▶ [SHORT TASK] Which lines in the entries below contain the word "every" with matching case? Select each such line and copy it in full.

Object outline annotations

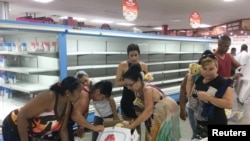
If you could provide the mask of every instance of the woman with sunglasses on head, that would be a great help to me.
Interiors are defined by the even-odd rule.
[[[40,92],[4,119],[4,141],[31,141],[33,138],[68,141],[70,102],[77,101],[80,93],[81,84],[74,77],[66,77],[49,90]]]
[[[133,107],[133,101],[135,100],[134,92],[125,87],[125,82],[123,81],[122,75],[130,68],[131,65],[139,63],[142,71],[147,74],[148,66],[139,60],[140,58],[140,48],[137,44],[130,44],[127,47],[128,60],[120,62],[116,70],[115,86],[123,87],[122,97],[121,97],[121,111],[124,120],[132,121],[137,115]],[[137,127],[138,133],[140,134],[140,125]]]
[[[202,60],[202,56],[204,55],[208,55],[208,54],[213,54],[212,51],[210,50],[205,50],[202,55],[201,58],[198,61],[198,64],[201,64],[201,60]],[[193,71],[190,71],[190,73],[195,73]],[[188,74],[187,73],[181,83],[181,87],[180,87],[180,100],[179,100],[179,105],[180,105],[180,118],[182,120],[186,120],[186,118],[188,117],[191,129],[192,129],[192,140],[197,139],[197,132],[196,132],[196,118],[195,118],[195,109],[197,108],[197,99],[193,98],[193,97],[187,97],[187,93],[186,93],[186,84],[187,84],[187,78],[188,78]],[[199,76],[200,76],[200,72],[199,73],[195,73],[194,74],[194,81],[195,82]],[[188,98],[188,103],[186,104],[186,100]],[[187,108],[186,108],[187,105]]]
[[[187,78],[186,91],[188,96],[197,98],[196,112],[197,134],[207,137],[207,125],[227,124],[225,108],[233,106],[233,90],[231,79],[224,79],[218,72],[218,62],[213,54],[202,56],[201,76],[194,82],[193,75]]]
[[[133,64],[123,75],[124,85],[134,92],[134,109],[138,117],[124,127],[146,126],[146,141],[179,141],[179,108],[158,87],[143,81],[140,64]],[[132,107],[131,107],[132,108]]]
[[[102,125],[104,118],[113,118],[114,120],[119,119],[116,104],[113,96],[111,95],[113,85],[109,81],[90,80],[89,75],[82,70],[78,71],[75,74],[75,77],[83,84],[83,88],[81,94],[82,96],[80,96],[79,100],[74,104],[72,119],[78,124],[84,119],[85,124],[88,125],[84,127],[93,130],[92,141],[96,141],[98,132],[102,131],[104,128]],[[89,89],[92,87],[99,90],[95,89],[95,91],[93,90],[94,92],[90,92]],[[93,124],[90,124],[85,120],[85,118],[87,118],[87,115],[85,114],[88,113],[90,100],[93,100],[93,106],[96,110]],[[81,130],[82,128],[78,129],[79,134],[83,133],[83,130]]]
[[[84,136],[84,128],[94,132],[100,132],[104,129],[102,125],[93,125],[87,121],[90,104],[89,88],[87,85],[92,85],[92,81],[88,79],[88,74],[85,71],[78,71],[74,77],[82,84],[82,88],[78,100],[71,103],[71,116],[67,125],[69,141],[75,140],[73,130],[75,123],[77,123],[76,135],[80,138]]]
---
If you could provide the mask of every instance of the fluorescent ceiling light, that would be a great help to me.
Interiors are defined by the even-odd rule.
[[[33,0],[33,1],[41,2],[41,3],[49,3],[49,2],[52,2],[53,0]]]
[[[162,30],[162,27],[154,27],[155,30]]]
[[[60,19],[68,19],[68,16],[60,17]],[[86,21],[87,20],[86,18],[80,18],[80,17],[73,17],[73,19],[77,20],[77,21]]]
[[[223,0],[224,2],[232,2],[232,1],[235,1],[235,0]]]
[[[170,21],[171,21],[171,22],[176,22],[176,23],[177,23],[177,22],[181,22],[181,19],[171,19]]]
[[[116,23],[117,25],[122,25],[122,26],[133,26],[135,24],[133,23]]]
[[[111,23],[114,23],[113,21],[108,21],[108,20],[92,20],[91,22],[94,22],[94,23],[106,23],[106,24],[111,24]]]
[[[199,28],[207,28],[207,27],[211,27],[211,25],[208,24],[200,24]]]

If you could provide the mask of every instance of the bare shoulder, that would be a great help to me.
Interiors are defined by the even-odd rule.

▶ [EXERCISE RESULT]
If you could provide the mask of every instance of the woman with sunglasses on head, that would be a great help to me.
If you could provide the mask of every instance of the fluorescent ceiling light, that would be a great help to me.
If you could provide the mask of every instance of the bare shoulder, that would be a great help to me.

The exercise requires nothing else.